▶ **EXERCISE AIM**: Shift every bounding-box coordinate in the answers up by 59, and rewrite each line from the start of the records through the line with "[[196, 105, 209, 121]]" with everything else left unchanged. Omit the pictures.

▶ **DATA TO USE**:

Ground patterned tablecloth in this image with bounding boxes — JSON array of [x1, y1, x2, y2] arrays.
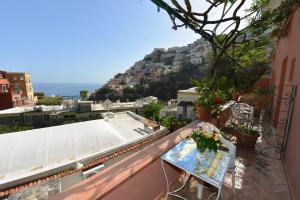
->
[[162, 139, 230, 188]]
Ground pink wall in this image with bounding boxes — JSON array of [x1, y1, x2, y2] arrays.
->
[[272, 5, 300, 199]]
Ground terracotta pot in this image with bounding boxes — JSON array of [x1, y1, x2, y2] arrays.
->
[[196, 105, 209, 122], [236, 132, 259, 149]]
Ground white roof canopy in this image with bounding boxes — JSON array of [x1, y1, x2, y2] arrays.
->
[[0, 112, 164, 189]]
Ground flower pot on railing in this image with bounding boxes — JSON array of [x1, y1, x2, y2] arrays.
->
[[196, 105, 209, 121]]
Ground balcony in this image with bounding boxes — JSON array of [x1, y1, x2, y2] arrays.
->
[[52, 117, 291, 200]]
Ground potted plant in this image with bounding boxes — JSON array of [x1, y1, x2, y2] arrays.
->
[[191, 124, 220, 153], [231, 124, 260, 149]]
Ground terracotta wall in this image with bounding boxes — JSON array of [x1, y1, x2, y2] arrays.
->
[[0, 92, 14, 110], [53, 122, 196, 200], [272, 8, 300, 199]]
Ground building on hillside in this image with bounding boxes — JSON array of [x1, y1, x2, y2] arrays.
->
[[271, 5, 300, 199], [0, 112, 167, 199], [177, 87, 199, 120], [7, 72, 36, 105], [0, 71, 23, 110]]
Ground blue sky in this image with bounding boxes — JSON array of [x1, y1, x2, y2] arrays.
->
[[0, 0, 199, 83]]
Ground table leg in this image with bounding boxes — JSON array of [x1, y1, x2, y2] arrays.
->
[[160, 159, 188, 200]]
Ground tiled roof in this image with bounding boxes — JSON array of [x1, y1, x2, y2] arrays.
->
[[0, 132, 165, 199]]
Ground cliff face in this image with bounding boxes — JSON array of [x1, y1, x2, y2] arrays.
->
[[92, 39, 211, 101]]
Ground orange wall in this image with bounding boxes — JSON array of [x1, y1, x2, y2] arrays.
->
[[272, 8, 300, 199], [52, 122, 197, 200]]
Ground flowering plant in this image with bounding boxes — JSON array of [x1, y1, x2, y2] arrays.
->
[[191, 124, 221, 153]]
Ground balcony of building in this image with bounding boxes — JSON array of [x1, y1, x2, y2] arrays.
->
[[48, 112, 291, 200]]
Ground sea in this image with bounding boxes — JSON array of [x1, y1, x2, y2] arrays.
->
[[33, 83, 102, 98]]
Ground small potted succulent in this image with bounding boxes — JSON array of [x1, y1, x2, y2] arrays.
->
[[191, 124, 220, 153]]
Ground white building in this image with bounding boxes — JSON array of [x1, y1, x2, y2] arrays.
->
[[177, 87, 199, 120]]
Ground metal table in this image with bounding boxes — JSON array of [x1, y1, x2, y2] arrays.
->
[[161, 139, 230, 199]]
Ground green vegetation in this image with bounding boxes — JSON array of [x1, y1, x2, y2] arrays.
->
[[0, 125, 33, 134], [36, 97, 63, 105], [80, 90, 89, 99], [34, 92, 45, 99], [144, 102, 161, 122], [160, 116, 191, 132]]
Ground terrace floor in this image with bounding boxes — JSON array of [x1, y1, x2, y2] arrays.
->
[[160, 114, 291, 200]]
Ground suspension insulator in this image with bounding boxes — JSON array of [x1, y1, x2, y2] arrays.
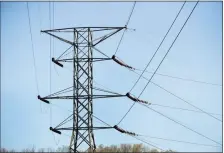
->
[[114, 125, 126, 133], [52, 58, 63, 67], [126, 92, 151, 105], [37, 95, 50, 104], [126, 92, 138, 102], [126, 131, 137, 136], [50, 127, 61, 134], [112, 55, 134, 70]]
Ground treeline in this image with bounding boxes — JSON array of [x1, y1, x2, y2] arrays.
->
[[0, 144, 174, 152]]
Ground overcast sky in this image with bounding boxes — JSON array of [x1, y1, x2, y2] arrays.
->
[[1, 2, 222, 151]]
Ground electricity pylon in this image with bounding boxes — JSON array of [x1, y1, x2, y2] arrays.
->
[[38, 27, 126, 152]]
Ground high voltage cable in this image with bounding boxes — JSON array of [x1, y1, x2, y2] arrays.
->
[[118, 1, 187, 124], [49, 2, 60, 145], [130, 1, 186, 92], [151, 104, 222, 116], [151, 82, 222, 122], [139, 1, 198, 97], [50, 100, 163, 150], [140, 103, 222, 146], [136, 69, 222, 87], [118, 1, 222, 145], [114, 1, 136, 55], [26, 2, 39, 94], [137, 135, 221, 147], [131, 136, 164, 151], [129, 68, 222, 122]]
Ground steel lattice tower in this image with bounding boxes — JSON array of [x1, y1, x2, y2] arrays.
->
[[38, 27, 126, 152]]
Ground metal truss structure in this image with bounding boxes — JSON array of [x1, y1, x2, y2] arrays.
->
[[38, 27, 126, 152]]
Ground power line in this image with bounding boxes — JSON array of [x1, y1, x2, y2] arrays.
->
[[26, 2, 39, 94], [139, 1, 194, 97], [137, 135, 220, 147], [151, 82, 222, 122], [136, 69, 222, 87], [114, 1, 136, 55], [127, 70, 222, 122], [131, 136, 164, 151], [140, 103, 222, 145], [118, 1, 187, 124], [151, 104, 222, 116], [129, 1, 186, 92], [126, 65, 222, 122]]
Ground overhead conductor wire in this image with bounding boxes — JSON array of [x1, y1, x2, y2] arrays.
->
[[117, 1, 186, 125], [26, 2, 43, 113], [114, 1, 136, 55], [117, 1, 222, 145]]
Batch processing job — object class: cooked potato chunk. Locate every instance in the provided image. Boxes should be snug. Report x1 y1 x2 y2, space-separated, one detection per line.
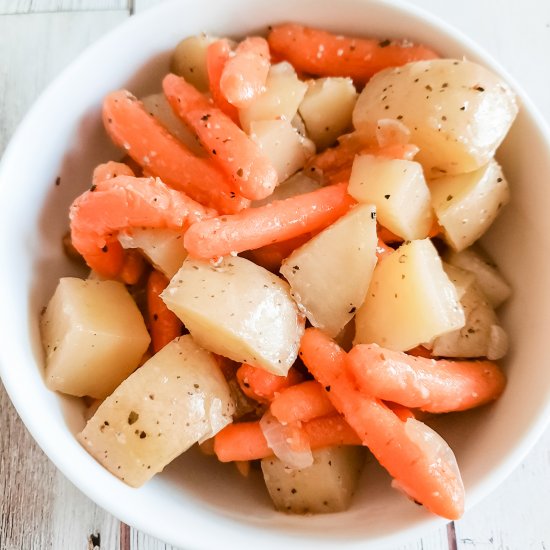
432 279 508 360
78 335 234 487
239 61 307 132
281 205 378 337
141 93 205 156
445 247 512 309
430 160 510 250
299 77 357 149
443 262 476 300
262 446 365 514
348 155 433 240
354 239 465 351
161 256 304 376
250 120 315 182
118 227 187 279
353 59 518 177
170 34 216 92
41 277 150 399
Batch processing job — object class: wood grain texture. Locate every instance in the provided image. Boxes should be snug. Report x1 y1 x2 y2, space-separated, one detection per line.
0 0 550 550
0 7 126 550
0 0 128 15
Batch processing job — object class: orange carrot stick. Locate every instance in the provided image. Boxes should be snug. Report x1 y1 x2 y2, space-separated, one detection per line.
184 184 355 259
384 401 416 422
270 380 336 424
267 24 438 84
214 414 361 462
349 344 506 413
147 269 183 353
242 233 312 273
220 36 270 109
206 38 240 124
162 74 278 200
237 363 303 403
78 161 139 278
119 248 146 285
214 421 273 462
69 176 214 278
103 90 250 213
300 329 464 519
302 413 361 449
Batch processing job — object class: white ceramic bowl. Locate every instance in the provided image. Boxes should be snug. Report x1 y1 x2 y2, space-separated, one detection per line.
0 0 550 550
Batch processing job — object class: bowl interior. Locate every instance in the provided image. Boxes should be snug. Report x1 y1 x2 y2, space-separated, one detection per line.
0 0 550 548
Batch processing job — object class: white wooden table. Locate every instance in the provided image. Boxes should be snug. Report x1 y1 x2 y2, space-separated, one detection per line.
0 0 550 550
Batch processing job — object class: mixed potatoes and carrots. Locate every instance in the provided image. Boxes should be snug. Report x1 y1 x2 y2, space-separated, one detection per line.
41 24 517 518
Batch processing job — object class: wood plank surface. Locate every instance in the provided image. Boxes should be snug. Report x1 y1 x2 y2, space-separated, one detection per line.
0 0 550 550
0 0 128 15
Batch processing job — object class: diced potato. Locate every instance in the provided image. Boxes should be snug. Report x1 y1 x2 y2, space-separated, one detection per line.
250 120 315 182
354 239 465 351
41 277 150 399
443 262 476 300
239 61 307 132
281 205 378 337
141 93 206 156
299 77 357 149
170 34 216 92
253 172 321 207
334 319 355 352
353 59 518 178
432 281 508 359
430 160 510 250
262 446 365 514
78 335 234 487
118 227 187 279
161 256 304 376
348 155 433 240
445 247 512 309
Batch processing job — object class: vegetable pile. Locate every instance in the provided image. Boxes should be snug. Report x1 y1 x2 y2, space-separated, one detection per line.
41 24 517 519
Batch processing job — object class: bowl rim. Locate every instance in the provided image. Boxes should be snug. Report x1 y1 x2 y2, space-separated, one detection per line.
0 0 550 548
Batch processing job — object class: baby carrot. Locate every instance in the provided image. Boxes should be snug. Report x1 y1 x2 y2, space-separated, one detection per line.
184 184 355 259
206 38 240 124
349 344 506 413
78 161 141 278
220 36 270 109
384 401 416 422
162 74 278 200
69 176 214 278
103 90 249 213
267 24 438 84
214 414 361 462
270 380 336 424
300 328 464 519
242 233 312 273
302 413 361 449
147 269 183 353
214 421 273 462
237 363 303 403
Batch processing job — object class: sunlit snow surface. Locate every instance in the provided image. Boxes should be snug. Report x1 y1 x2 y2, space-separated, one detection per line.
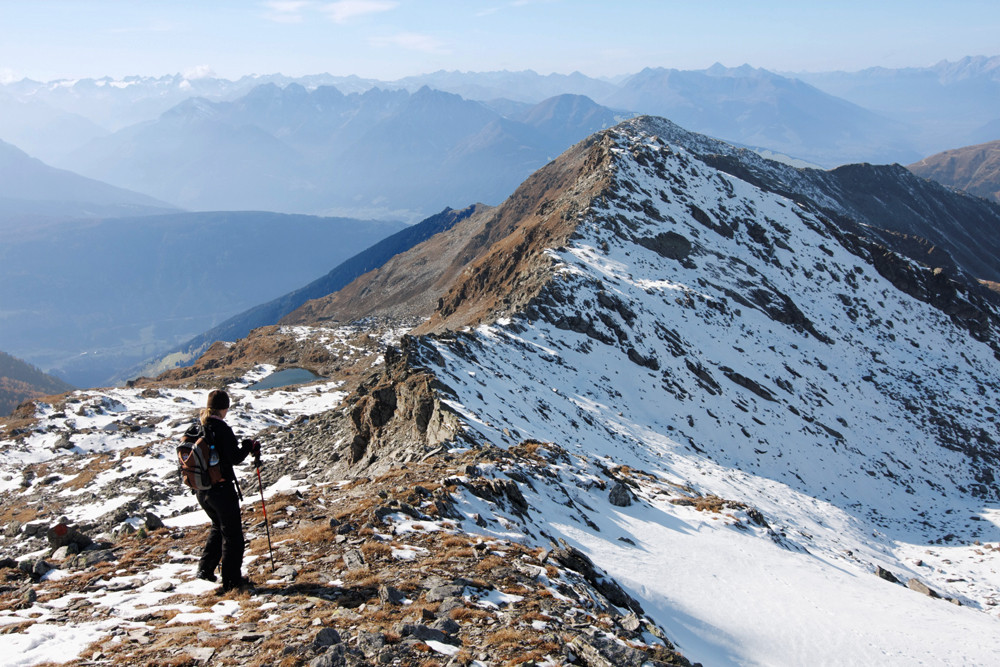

▶ **EXERCISE SOLUTION**:
Ground patterned tablecloth in this image with bounding boxes — JSON array of [x1, y1, x2, y2] arrays.
->
[[221, 198, 289, 247]]
Ground pink wall in this image with bounding boxes — JSON array of [x1, y1, x2, y2] arrays.
->
[[331, 64, 359, 258]]
Ground terracotta pot in this image with bounding boxes — JSON array of [x1, y1, x2, y2] arrays.
->
[[255, 164, 268, 181], [295, 191, 318, 208]]
Ground white roof canopy in this image with bounding boxes — JSON array of [x1, y1, x2, y2] arrays.
->
[[59, 171, 223, 248]]
Ground flower pot on railing in this image with bounding boxes — JSON array of [x1, y1, x2, y2] arrays.
->
[[255, 164, 268, 180]]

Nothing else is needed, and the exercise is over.